Tarefa a realizar:
Reúna todas as linhas do material abaixo que contêm a palavra "coconut". Diferencie maiúsculas de minúsculas.

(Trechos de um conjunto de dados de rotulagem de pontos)
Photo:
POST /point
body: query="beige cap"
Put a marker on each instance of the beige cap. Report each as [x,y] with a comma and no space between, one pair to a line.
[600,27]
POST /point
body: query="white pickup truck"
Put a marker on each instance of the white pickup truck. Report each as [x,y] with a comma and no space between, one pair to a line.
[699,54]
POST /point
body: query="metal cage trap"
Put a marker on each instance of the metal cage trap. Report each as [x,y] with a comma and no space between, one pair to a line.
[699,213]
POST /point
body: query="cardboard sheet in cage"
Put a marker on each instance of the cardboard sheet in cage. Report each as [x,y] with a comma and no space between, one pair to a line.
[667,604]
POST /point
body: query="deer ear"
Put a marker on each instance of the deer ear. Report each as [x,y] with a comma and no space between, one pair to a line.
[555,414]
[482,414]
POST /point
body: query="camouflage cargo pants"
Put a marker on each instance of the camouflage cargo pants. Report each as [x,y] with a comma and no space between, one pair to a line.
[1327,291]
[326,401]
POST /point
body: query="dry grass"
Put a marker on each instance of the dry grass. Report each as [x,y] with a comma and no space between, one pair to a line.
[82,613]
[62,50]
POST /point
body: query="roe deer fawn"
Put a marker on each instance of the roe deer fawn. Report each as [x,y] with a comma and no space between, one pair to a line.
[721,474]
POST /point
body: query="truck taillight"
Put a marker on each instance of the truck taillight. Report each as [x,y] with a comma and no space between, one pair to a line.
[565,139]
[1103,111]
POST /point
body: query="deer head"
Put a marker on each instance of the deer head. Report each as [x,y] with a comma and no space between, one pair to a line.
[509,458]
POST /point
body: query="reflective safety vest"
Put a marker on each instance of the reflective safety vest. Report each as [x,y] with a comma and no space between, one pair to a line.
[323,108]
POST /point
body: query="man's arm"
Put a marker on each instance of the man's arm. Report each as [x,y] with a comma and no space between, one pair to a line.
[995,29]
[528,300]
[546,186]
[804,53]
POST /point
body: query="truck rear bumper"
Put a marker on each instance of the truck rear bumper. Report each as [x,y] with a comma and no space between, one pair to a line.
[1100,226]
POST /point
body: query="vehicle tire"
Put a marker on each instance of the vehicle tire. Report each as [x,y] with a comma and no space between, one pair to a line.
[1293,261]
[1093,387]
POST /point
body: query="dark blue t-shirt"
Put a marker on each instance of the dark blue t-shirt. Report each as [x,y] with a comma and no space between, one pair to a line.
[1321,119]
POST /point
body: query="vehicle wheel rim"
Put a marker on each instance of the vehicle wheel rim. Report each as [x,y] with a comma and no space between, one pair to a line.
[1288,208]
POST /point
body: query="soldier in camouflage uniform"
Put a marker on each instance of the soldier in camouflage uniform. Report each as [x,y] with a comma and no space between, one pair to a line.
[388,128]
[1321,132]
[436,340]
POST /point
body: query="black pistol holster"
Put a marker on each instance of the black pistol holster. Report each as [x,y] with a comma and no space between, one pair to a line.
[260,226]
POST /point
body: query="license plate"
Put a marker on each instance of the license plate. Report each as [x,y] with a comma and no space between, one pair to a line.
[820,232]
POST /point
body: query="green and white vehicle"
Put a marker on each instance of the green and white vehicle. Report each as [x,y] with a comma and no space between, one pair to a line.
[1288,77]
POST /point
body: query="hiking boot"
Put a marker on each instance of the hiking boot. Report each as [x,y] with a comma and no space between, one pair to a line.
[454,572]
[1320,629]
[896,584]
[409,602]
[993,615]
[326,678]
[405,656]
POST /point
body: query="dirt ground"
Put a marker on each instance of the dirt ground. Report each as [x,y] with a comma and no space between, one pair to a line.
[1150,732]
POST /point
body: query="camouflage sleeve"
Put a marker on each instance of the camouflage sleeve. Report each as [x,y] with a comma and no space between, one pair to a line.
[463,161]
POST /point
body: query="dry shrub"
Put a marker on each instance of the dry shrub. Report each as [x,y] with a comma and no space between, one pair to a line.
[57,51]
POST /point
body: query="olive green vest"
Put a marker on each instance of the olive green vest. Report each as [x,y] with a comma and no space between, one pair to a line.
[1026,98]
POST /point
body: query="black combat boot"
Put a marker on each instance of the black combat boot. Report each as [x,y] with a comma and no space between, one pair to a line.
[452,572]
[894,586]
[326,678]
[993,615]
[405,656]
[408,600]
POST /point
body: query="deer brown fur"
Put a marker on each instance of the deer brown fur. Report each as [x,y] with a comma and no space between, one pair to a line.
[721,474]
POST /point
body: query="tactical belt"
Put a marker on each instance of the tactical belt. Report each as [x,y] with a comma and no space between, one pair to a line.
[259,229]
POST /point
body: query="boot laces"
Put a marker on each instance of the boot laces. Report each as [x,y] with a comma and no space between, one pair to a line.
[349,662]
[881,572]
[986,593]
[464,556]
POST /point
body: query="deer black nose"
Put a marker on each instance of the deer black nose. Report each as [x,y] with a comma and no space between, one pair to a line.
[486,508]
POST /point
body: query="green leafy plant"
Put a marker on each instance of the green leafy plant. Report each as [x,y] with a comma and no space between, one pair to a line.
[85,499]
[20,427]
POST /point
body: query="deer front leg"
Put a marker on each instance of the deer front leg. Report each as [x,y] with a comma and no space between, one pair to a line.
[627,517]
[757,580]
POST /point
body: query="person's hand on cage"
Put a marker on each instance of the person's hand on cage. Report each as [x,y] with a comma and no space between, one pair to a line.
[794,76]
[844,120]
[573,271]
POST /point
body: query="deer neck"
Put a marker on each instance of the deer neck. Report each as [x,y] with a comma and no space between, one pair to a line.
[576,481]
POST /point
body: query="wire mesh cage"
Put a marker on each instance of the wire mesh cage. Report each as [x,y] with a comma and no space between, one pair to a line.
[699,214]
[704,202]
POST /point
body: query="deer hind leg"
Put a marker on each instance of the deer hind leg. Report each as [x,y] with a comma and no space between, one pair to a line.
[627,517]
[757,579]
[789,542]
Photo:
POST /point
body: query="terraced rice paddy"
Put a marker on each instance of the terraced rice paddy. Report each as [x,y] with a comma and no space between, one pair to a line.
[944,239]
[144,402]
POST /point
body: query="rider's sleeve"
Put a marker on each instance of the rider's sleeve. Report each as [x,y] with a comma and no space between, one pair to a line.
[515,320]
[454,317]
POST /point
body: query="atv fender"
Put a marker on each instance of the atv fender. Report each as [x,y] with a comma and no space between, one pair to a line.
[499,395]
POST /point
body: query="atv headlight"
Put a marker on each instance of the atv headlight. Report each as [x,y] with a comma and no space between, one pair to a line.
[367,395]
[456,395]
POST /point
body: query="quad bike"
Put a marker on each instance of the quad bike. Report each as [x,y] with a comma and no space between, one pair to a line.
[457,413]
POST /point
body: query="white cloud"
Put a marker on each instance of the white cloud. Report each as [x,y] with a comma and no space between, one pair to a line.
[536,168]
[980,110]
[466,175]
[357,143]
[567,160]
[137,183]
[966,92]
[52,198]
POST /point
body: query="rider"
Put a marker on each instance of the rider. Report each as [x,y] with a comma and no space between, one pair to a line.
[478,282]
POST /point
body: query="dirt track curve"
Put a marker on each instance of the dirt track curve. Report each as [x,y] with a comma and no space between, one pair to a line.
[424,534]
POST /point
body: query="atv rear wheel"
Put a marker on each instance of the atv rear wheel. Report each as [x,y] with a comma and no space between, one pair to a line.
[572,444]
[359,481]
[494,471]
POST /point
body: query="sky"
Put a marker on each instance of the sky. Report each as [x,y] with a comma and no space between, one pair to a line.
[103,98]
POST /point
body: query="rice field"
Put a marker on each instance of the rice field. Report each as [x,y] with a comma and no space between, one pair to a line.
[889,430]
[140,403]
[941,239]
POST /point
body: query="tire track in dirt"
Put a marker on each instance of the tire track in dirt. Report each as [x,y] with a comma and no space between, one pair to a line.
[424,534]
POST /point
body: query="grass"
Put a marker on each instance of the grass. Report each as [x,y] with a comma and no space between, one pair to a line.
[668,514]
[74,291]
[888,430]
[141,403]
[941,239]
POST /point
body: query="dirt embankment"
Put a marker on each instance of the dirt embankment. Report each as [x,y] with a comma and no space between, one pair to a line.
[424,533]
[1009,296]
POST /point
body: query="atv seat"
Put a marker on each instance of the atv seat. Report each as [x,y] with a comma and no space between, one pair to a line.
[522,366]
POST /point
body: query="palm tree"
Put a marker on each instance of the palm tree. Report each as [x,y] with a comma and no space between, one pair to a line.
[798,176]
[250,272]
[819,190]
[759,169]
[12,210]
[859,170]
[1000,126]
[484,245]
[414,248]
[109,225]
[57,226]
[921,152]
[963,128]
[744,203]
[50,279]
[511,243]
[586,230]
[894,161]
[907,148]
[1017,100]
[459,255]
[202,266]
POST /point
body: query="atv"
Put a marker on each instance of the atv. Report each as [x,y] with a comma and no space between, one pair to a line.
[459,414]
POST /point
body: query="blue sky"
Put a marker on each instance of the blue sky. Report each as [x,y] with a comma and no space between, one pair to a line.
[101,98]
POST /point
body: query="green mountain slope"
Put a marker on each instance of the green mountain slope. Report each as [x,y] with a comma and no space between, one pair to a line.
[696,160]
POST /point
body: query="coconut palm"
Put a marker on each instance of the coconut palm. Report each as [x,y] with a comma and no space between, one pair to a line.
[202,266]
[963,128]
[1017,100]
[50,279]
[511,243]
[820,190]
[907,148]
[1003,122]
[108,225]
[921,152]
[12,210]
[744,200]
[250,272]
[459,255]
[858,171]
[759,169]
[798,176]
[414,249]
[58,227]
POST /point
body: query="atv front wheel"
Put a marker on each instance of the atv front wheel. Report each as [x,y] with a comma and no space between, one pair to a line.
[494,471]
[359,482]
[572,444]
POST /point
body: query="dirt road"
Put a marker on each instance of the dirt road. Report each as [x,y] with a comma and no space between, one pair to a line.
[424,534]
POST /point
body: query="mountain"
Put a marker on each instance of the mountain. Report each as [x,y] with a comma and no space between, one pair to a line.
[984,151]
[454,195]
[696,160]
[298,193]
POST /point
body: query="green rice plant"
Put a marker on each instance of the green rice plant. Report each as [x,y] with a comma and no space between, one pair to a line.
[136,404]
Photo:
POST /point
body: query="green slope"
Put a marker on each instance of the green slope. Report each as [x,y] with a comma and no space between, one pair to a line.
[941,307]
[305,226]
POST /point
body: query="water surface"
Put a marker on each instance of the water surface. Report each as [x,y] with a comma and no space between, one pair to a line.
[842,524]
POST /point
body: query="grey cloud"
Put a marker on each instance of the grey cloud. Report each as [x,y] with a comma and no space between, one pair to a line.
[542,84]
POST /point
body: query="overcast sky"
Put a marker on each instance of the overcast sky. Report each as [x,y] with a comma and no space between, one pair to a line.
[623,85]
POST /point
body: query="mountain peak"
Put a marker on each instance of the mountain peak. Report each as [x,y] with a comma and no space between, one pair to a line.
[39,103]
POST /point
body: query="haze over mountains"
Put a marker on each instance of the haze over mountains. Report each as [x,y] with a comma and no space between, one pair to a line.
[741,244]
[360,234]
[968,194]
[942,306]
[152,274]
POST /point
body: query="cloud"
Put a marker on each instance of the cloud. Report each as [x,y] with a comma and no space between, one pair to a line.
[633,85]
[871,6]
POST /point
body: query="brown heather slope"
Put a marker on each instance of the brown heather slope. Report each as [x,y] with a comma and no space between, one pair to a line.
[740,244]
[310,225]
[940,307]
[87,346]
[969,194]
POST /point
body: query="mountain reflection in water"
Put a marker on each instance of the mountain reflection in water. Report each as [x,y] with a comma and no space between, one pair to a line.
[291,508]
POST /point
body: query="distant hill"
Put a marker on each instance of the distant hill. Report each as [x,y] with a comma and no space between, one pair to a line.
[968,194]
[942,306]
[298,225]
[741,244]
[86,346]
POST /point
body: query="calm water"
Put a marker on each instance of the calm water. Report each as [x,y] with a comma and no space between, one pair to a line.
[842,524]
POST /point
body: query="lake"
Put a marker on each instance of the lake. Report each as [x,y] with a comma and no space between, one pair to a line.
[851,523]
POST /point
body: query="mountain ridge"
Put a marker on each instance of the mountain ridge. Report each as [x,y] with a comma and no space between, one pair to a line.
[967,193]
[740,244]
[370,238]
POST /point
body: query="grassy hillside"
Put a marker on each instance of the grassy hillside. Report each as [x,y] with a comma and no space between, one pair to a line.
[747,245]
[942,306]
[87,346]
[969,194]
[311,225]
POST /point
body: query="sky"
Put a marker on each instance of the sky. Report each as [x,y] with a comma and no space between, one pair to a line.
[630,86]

Solução da tarefa:
body: query="coconut palm"
Put a marker on each instance of the coconut palm. Report each as [x,y] with a comma and no space between, one pair to a line.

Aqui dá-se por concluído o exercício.